● WORK TO COMPLETE: Rescale the rows below, from the first one through the line containing "(797, 1326)", both ends included. Give every line again, requests included, with each coordinate in the answers multiplied by 2.2 and rounded to the nearest whole number, halves up, and omit the pictures.

Entries from a collection:

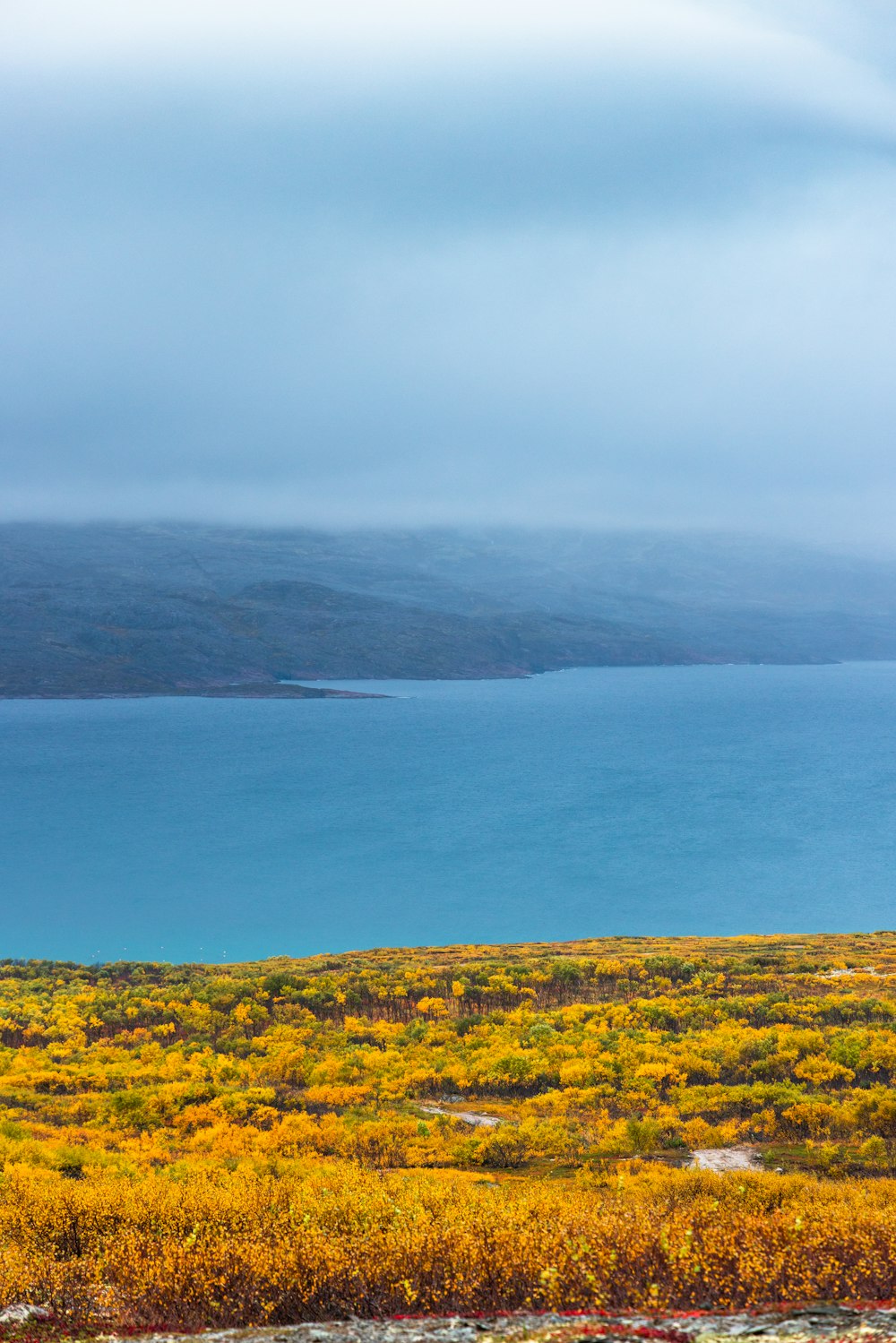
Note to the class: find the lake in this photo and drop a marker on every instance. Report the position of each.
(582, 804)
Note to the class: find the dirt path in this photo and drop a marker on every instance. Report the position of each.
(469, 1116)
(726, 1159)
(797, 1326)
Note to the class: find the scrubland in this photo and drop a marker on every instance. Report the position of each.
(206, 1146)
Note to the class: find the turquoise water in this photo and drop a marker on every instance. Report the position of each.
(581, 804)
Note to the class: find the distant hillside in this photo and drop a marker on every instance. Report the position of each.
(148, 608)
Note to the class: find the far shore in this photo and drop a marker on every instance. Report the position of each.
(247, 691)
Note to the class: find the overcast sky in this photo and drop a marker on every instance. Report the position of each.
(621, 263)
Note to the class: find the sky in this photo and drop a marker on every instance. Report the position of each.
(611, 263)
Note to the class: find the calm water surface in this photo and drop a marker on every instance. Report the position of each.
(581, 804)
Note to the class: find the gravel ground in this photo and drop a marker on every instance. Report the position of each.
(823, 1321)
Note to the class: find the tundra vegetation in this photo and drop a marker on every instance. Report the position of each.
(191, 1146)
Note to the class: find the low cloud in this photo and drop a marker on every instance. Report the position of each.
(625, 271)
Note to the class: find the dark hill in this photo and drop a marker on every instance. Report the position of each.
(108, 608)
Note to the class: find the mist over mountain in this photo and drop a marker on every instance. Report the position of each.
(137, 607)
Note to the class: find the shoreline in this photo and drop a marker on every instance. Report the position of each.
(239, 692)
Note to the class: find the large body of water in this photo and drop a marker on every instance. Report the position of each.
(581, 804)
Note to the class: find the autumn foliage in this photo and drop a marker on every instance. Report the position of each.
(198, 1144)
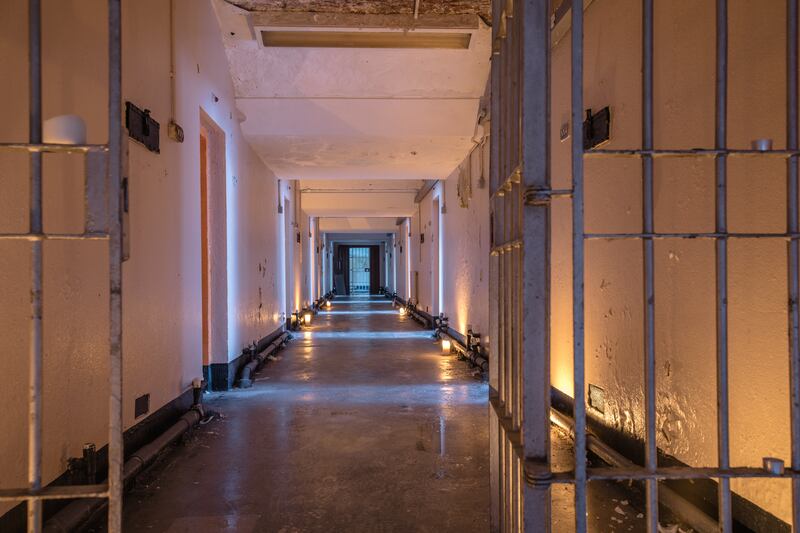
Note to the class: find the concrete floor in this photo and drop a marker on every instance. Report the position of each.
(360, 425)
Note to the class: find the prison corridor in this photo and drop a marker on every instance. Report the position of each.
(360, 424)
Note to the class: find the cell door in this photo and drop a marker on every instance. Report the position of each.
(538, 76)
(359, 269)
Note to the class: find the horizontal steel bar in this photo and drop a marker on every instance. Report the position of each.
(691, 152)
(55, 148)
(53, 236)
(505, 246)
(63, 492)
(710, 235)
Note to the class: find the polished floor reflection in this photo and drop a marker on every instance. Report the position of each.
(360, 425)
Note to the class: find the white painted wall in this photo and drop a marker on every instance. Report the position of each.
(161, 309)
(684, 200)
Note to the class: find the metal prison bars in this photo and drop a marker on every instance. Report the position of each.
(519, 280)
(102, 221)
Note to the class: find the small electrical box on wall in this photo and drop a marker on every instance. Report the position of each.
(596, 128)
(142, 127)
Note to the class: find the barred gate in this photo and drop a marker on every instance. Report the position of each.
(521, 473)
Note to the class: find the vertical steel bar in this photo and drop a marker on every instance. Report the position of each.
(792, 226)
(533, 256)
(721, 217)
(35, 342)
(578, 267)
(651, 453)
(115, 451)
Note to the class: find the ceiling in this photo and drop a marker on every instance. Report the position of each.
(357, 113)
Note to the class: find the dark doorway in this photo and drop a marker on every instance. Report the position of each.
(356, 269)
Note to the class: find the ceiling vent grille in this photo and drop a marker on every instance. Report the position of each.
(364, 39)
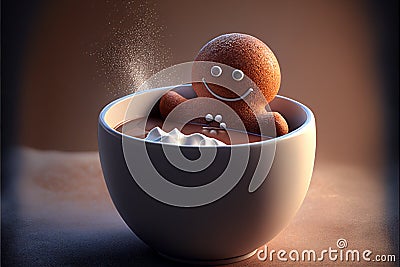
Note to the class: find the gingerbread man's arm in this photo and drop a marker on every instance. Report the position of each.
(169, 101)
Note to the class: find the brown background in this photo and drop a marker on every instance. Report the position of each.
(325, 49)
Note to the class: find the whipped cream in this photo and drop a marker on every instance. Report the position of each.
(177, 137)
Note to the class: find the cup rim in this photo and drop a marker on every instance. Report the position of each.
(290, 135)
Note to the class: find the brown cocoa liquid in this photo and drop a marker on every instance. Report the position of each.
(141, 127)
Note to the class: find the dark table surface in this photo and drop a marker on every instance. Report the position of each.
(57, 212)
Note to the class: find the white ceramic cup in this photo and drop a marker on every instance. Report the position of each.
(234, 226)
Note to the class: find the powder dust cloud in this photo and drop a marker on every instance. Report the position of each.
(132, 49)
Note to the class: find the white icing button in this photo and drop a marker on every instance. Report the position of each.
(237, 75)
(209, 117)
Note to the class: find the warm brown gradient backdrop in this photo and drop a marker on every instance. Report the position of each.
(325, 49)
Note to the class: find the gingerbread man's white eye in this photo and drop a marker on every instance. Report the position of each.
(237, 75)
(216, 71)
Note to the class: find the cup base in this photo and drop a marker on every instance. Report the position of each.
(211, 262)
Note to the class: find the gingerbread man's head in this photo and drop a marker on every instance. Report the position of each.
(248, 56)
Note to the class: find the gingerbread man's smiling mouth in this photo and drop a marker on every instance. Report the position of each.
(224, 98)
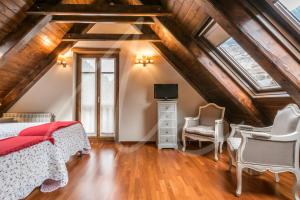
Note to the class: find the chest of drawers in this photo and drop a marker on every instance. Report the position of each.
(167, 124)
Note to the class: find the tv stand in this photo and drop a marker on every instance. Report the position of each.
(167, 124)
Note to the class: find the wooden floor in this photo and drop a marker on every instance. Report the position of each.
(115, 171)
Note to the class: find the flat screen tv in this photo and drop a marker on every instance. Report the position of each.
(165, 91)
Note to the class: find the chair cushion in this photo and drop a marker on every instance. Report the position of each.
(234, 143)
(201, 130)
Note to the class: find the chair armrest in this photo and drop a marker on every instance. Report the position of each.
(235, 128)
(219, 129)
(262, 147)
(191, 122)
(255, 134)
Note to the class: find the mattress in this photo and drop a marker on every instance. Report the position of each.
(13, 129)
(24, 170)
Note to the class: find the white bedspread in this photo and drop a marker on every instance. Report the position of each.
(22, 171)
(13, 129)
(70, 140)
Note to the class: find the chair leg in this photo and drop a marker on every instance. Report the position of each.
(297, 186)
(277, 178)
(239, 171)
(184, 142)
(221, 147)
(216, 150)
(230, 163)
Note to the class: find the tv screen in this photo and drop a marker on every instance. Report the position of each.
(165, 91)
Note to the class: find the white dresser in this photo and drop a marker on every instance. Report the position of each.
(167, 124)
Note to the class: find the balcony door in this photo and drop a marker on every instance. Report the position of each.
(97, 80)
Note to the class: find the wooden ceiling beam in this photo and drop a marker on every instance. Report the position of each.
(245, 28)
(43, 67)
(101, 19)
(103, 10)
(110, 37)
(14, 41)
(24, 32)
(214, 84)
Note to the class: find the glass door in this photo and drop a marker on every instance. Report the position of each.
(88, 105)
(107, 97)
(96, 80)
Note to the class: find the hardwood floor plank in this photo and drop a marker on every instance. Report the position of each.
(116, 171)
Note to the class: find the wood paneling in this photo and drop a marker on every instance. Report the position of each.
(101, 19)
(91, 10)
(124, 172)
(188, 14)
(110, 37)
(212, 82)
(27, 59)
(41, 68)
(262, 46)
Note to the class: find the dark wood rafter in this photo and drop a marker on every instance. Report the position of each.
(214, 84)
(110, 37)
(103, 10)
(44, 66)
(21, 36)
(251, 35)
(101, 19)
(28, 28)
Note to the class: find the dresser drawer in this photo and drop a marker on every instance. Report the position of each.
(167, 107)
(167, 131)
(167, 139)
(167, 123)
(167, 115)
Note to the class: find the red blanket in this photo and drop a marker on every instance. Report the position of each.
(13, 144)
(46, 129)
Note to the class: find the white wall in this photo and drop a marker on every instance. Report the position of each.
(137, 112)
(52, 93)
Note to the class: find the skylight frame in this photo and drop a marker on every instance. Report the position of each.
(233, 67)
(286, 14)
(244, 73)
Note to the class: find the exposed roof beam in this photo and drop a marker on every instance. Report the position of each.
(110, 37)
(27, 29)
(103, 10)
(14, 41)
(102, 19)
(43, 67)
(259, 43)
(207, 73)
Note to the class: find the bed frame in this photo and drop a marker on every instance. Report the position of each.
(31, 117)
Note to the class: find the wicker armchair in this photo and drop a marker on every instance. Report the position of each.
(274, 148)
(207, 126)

● RESPONSE FOR THIS EXERCISE:
Note to the class: find the lake in this photo and drop a marker on every instance. Report the position of each.
(1280, 1769)
Note to the class: find the dirt path in this photo and drop a marker on every instance. Report the position of each.
(1032, 2455)
(1597, 2550)
(1753, 2917)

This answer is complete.